Working data
::::
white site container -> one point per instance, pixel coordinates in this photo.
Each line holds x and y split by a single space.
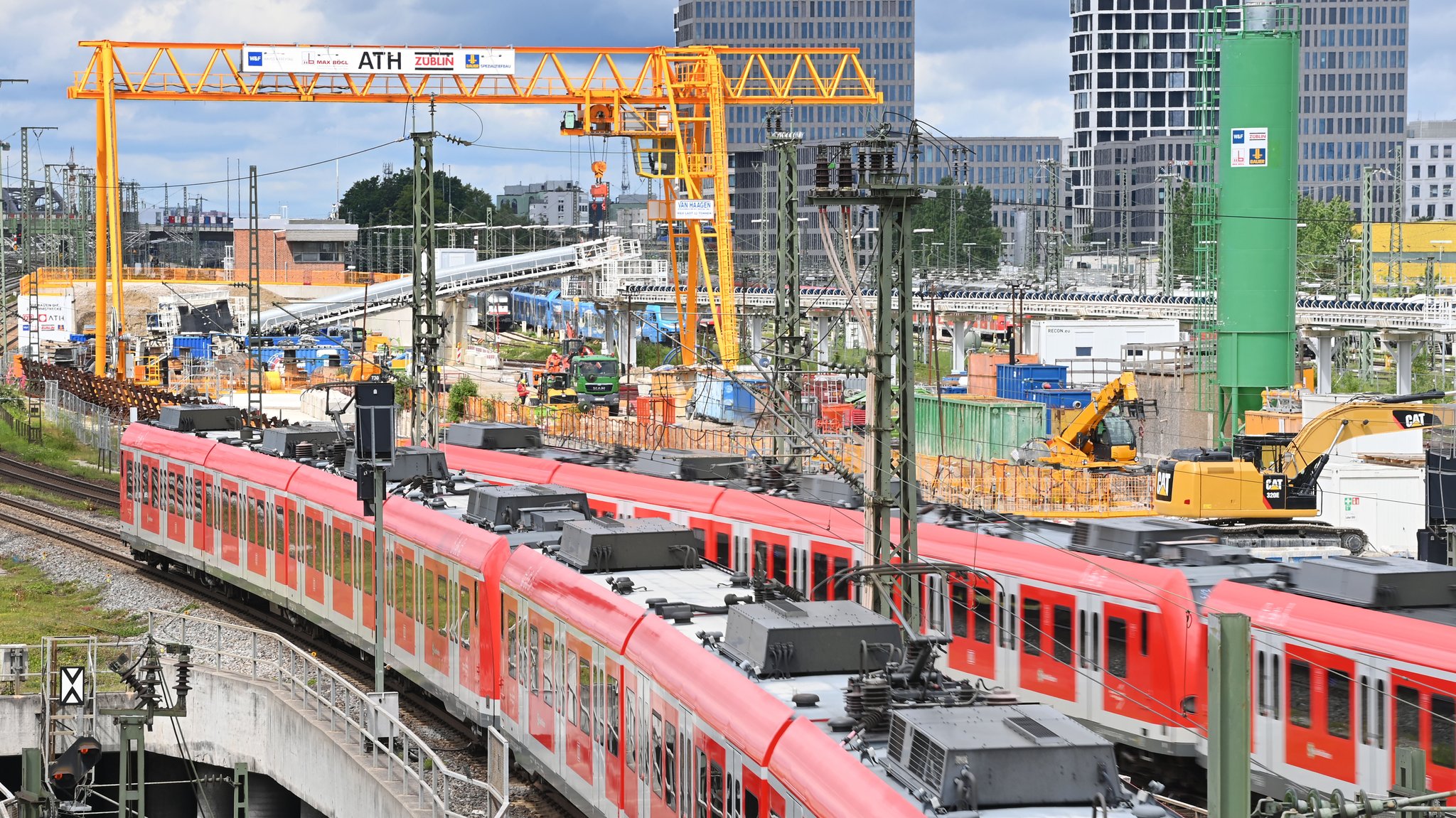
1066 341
::::
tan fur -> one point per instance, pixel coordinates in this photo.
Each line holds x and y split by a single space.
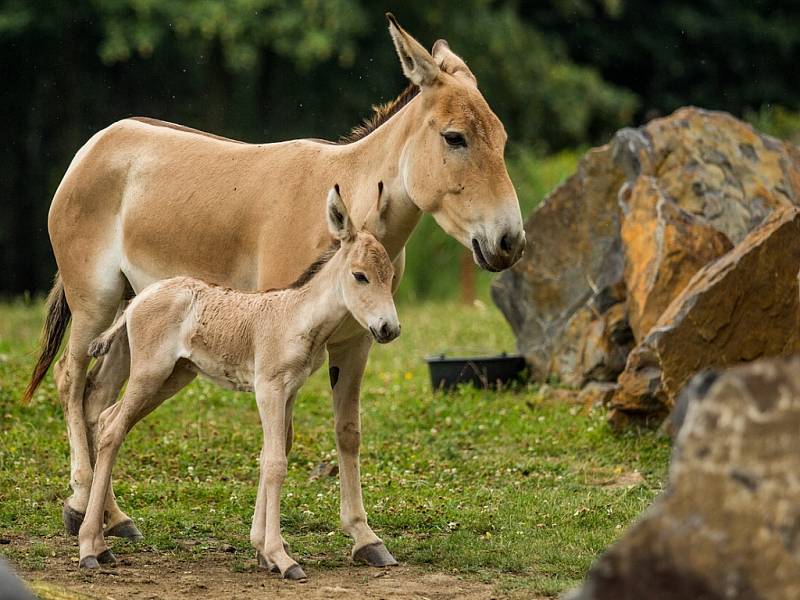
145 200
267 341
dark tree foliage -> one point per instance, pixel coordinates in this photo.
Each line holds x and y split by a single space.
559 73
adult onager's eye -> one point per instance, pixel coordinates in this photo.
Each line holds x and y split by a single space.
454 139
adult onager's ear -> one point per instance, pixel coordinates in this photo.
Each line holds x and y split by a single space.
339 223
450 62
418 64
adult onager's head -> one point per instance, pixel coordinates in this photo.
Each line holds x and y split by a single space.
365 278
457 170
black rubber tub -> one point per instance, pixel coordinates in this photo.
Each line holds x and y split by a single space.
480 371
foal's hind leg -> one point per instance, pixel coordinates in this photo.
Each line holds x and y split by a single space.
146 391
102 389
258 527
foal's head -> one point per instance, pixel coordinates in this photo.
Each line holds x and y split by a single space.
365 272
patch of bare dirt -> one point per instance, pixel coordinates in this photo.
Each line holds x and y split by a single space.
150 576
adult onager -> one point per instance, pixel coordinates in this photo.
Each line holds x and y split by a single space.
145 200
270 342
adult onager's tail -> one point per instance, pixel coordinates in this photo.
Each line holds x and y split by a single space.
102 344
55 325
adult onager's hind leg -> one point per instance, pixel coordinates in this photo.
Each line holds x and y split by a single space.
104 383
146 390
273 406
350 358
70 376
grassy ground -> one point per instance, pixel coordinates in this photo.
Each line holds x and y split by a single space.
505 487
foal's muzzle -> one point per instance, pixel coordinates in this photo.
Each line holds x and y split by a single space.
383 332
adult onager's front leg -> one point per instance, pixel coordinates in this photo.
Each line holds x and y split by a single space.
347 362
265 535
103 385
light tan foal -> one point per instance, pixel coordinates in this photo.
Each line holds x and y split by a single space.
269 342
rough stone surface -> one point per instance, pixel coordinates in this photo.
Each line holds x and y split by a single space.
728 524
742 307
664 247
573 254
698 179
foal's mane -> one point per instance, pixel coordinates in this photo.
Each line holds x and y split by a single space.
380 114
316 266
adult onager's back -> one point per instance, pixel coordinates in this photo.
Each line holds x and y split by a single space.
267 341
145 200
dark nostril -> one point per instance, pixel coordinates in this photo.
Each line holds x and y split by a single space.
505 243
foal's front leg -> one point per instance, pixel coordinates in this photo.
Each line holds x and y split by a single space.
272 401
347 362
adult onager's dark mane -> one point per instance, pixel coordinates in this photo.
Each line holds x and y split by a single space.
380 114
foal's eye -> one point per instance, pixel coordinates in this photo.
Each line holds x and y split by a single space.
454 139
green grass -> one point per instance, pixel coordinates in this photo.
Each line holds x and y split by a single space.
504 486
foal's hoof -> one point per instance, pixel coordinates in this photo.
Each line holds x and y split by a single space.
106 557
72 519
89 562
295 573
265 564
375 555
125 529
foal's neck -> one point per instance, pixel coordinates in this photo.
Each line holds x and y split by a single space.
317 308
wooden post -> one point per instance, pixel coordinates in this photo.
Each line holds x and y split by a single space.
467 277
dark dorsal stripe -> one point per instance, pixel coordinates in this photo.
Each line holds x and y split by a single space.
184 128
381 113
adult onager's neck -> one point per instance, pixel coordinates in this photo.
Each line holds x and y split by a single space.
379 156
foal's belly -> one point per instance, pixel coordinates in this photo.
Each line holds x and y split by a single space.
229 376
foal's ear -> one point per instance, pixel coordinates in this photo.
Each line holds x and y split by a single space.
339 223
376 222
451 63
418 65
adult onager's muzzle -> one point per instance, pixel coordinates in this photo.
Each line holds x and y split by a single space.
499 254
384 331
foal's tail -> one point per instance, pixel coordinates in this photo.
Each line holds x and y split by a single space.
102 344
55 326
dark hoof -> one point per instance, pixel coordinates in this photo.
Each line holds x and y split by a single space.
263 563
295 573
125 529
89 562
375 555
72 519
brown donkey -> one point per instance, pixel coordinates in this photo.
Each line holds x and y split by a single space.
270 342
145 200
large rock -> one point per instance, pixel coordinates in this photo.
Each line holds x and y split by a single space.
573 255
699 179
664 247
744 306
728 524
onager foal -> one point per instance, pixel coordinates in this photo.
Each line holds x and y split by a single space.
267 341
::::
Description of the task
In the listing, find every line containing the word "neck" and list it.

Problem solution
foal's neck -> one point per instance, pixel coordinates in this photo.
adult onager's neck -> one point per instance, pixel coordinates in this photo.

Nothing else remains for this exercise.